[START]

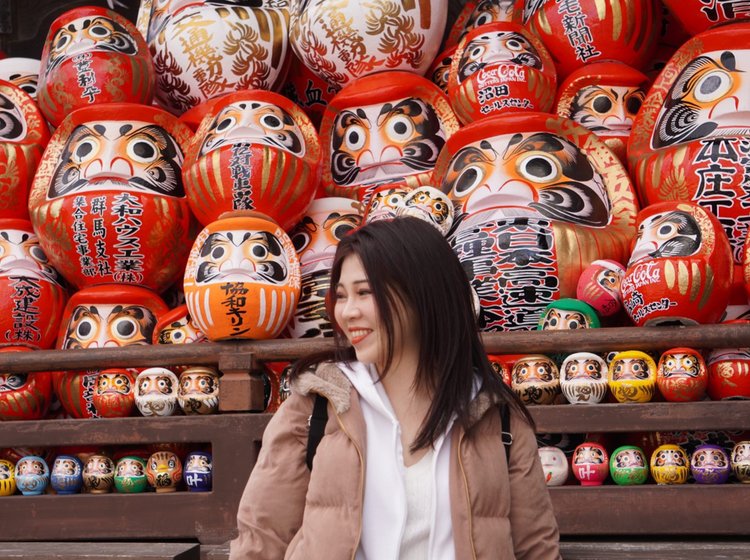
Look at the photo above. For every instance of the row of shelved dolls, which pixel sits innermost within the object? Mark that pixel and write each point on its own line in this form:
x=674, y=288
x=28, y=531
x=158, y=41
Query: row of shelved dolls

[END]

### [DO THIS]
Put every line of the records above into a numbered list, skipping blank lines and leaving out the pictures.

### [SOLVED PROBLEM]
1. Look at the photo above. For every instance of the row of shelved dolls, which pixel sits innermost within the object? Mark that pixel and write each point on its own line in this form:
2. x=674, y=288
3. x=28, y=531
4. x=158, y=41
5. Query: row of shelved dolls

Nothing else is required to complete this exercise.